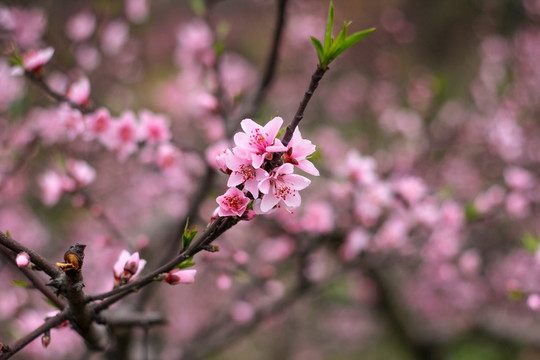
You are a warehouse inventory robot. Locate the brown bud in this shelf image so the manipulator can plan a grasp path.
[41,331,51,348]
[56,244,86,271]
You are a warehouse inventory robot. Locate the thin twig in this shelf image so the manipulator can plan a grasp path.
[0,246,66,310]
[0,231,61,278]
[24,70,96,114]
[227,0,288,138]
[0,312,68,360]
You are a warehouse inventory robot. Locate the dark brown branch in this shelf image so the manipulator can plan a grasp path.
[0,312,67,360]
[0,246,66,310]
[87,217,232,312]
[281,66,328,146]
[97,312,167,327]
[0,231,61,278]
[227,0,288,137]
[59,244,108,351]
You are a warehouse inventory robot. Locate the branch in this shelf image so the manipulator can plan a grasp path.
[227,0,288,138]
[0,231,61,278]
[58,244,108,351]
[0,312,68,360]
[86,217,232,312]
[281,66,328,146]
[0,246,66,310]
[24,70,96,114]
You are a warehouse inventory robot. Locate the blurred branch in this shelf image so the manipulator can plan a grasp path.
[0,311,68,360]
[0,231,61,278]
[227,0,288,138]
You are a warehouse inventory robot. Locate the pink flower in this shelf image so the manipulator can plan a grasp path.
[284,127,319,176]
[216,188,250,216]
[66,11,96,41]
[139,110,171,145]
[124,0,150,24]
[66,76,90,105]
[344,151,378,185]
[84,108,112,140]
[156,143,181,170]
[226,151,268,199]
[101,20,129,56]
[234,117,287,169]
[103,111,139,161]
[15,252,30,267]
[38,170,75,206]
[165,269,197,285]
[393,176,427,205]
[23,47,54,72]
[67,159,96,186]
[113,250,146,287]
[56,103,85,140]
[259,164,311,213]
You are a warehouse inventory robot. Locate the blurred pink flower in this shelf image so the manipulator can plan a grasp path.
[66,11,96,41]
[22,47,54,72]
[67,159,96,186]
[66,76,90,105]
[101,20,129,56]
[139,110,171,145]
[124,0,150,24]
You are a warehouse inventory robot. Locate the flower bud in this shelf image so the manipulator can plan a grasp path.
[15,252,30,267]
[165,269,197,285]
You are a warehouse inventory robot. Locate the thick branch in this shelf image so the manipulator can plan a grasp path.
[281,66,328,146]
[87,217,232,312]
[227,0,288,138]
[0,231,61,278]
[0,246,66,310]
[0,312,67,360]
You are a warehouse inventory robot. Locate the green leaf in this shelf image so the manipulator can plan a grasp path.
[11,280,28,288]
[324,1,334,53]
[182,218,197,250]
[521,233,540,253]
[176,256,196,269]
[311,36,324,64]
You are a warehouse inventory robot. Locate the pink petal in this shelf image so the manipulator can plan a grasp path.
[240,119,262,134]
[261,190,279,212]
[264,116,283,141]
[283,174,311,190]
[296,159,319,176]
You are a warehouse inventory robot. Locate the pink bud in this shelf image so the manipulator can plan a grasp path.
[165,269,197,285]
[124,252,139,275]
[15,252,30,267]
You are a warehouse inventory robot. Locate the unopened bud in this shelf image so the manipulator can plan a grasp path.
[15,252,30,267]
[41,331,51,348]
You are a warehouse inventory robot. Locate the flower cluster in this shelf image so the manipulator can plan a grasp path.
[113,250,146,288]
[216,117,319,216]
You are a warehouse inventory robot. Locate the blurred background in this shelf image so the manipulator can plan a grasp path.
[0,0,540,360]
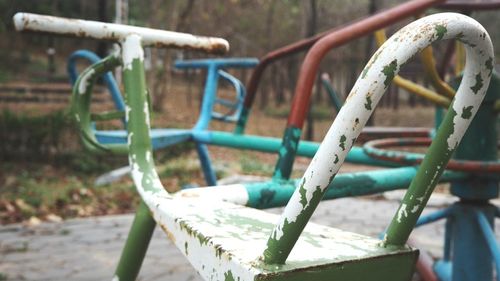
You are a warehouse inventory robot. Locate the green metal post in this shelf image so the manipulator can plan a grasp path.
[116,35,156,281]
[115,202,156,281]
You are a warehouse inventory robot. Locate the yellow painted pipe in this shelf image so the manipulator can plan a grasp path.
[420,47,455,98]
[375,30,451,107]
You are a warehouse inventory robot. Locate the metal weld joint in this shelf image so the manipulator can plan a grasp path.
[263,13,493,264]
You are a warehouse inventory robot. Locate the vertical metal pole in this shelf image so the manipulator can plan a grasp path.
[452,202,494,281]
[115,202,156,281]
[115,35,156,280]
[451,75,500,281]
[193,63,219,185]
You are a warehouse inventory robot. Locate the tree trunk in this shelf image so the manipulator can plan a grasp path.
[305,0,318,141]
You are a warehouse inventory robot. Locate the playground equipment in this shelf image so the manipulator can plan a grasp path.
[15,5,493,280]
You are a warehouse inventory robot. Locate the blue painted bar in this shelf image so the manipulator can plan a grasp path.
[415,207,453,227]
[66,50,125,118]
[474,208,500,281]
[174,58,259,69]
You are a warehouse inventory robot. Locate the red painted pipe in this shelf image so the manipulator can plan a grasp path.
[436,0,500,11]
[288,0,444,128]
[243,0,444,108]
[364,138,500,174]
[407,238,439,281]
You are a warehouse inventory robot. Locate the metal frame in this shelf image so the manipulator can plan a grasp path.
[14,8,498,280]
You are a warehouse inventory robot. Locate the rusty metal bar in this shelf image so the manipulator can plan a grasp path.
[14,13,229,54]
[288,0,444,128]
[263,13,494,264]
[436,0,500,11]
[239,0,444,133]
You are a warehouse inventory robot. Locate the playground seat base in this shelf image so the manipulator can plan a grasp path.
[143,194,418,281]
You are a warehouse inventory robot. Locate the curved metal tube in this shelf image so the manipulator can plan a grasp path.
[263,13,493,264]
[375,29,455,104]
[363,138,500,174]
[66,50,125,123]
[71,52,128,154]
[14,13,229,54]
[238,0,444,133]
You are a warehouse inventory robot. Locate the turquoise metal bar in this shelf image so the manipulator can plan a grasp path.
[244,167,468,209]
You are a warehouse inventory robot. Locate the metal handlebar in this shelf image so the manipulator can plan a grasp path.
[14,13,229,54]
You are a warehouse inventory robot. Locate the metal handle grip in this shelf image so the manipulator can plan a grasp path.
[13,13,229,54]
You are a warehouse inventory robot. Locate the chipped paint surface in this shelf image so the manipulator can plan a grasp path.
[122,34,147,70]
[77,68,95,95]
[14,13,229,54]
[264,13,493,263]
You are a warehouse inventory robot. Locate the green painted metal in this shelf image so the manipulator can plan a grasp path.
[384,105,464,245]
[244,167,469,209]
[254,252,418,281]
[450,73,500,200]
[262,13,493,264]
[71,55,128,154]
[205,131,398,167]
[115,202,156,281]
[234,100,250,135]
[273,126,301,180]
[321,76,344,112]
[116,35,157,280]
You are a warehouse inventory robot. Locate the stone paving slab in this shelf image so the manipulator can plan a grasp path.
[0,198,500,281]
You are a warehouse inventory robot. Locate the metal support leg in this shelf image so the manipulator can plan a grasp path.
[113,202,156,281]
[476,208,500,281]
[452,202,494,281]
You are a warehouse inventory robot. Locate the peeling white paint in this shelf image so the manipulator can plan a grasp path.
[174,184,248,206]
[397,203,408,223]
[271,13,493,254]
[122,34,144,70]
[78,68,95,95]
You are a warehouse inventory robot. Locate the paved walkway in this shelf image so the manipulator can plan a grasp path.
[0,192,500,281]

Work to complete
Please rewrite all the lines above, changing "shelf image" to "storage photo" wherever it occurs and leaving everything else the same. Omit the pictures from your answer.

The completed task
You are a warehouse inventory robot. Locate the brown bud in this storage photo so the manipulator can plan a grasp path.
[41,331,51,348]
[56,244,86,271]
You are a warehouse inventory robot. Locate the thin twig in this storage photo so the manipulator can plan a grasp path.
[0,246,66,310]
[0,231,61,278]
[24,70,96,114]
[227,0,288,138]
[0,312,68,360]
You are a warehouse inventory robot. Locate the dark brown branch in this storage photo so the manipulator can plan a grasp path.
[0,312,67,360]
[0,246,66,310]
[87,217,232,312]
[281,66,328,146]
[97,312,167,327]
[0,231,61,278]
[227,0,288,137]
[59,244,108,351]
You are a warehouse inventory robot. Locate the branch in this storage photo so the manipulator can plan a grasp path.
[227,0,288,138]
[0,231,61,278]
[58,244,108,351]
[0,312,68,360]
[86,217,232,312]
[281,66,328,146]
[0,246,66,310]
[24,70,96,114]
You are a warehouse inventory robot. Locate the blurred branch in this storage photo so the manipulator can plan a grasp path.
[0,311,68,360]
[0,231,61,278]
[227,0,288,138]
You are a warehouse inventory robot. Locate the pink flower in this storage photo so the manipulator can plan a grasp path.
[284,127,319,176]
[216,188,250,216]
[66,11,96,41]
[139,110,171,145]
[124,0,150,24]
[66,76,90,105]
[344,151,378,185]
[84,108,112,140]
[156,143,181,170]
[226,151,268,199]
[101,20,129,56]
[234,117,287,169]
[103,111,139,161]
[15,252,30,267]
[38,170,75,206]
[165,269,197,285]
[393,176,427,205]
[23,47,54,72]
[67,159,96,186]
[113,250,146,287]
[56,103,85,140]
[259,164,311,213]
You are a warehouse inventory robot. Locate the blurred pink flower in this storage photo so the manipulator can plan a grasp path.
[66,11,96,41]
[22,47,54,72]
[67,159,96,186]
[66,76,90,105]
[101,20,129,56]
[139,110,171,145]
[124,0,150,24]
You are a warehouse inventory robot. Locate the flower bud in this storage photo so the manipulator can plan a grasp path.
[15,252,30,267]
[165,269,197,285]
You are a warehouse inventory robot. Locate the thick branch in this storage photo so the manipulator can plan a grasp path.
[281,66,328,146]
[87,217,232,312]
[227,0,288,138]
[0,231,61,278]
[0,246,66,310]
[0,312,67,360]
You are a warehouse inventory robot. Locate the green leaf in this storage photo so the manipulator can plan a grasp path.
[11,280,28,288]
[324,1,334,53]
[182,218,197,250]
[521,233,540,253]
[176,256,196,269]
[311,36,324,64]
You are a warehouse inventory robot. Locate the pink petal in this storage photo so the manipulator can plan a grasp path.
[240,119,262,134]
[261,190,279,212]
[264,116,283,141]
[283,174,311,190]
[296,159,319,176]
You are a warehouse inventory robot. Locate the pink bud in this storage photo so the manipulator can plan a grasp path.
[165,269,197,285]
[124,252,139,275]
[15,252,30,267]
You are a warehouse inventory robot. Locate the unopened bud in this storage photo so the manipulator can plan a grasp path.
[15,252,30,267]
[41,331,51,348]
You are a warehouse inventory robot. Locate the flower cluster in this storage photo so the manipulator can plan a grasp path.
[113,250,146,288]
[216,117,319,216]
You are a warehouse inventory robot. Locate the blurred background in this storage photo so the manipulator can plan a grasp path.
[0,0,540,360]
You are a warehouse inventory robot. Locate the green metal post in this storage photo so the manipulator can plan a grasp path.
[116,35,156,281]
[115,202,156,281]
You are a warehouse inventory robot. Locate the yellow painted pipe in this storage photo so the manipulator can plan a grasp path.
[420,47,455,98]
[375,30,451,107]
You are a warehouse inventory robot. Locate the metal weld joint in this storage photo so the manipulator can plan a grasp path.
[263,13,493,264]
You are a warehouse inventory robot. Locate the vertical metal pole in this storage photo so the manipulator can plan a grasp path.
[452,202,494,281]
[115,202,156,281]
[115,35,156,280]
[451,75,500,281]
[193,63,219,185]
You are a warehouse inventory robot. Locate the tree trunk in this storage photo so the manipulator can plan a grasp path.
[305,0,318,141]
You are a warehouse inventory robot. Locate the playground equipment in this storage photo so the manipulator can plan a grasp path.
[15,5,493,280]
You are a warehouse inventory robot. Locate the blue painted bar in this storage photo so the manipulator can plan a grasp path.
[415,207,453,227]
[66,50,125,118]
[474,208,500,281]
[174,58,259,69]
You are a warehouse inventory robot. Locate the red painted pipe in this storage photo so the manipulator can plan a grasp path.
[436,0,500,11]
[288,0,444,128]
[243,0,444,108]
[364,138,500,174]
[407,238,439,281]
You are a warehouse inventory robot. Locate the metal frame in this storage photo so the manipulator can plan a grasp path.
[14,8,498,280]
You are a warehouse inventory robot. Locate the rusty metal bar in this storage photo so the manipulator can plan a grasp path.
[14,13,229,54]
[288,0,444,128]
[263,13,494,264]
[436,0,500,11]
[239,0,444,133]
You are a warehouse inventory robot. Locate the playground seat base in this storage photo so the manipulator can plan a grasp path.
[143,194,418,281]
You are a warehouse inventory robot. Locate the curved metal tube in this storage photo so the manipulator can plan a grasp path.
[263,13,493,264]
[375,29,455,104]
[363,138,500,174]
[66,50,125,123]
[71,52,128,154]
[14,13,229,54]
[238,0,444,133]
You are a warehouse inventory robot. Locate the turquoise metal bar in this storage photo so the manipulator can plan a grasp path.
[244,167,468,209]
You are a warehouse inventory robot. Locate the metal handlebar in this storage photo so the manipulator can plan a grasp path.
[14,13,229,54]
You are a warehouse inventory robot. Locate the metal handle grip in this storage photo so the manipulator can plan a grasp path.
[13,13,229,54]
You are a warehouse inventory robot. Locate the chipped paint surface in this storage photo so the manipulator can plan a grasp path.
[122,34,147,70]
[77,68,95,95]
[14,13,229,54]
[264,13,493,263]
You are a warehouse inventory robot. Locate the green painted metal in this storage photo so the manipulator can plan a grasp path.
[384,105,464,245]
[244,167,469,209]
[254,252,418,281]
[450,73,500,200]
[262,13,493,264]
[71,55,128,154]
[205,131,398,167]
[115,202,156,281]
[234,100,250,135]
[273,126,301,180]
[321,76,344,112]
[116,35,157,280]
You are a warehouse inventory robot. Locate the stone paving slab in this storage photo so the manipulator can plan a grasp path.
[0,198,500,281]
You are a warehouse inventory robot. Locate the metal support leg in this storage photo so the manipulator can plan a grasp path.
[113,202,156,281]
[476,208,500,281]
[452,202,494,281]
You are a warehouse inventory robot. Locate the peeling white paint in this storage photo so the manipulator can plan a grasp path.
[174,184,248,206]
[397,203,408,223]
[271,13,493,254]
[122,34,144,70]
[78,68,95,95]
You are a warehouse inventory robot. Locate the paved walkway in this storage photo so the manipulator can plan a grasp path.
[0,192,500,281]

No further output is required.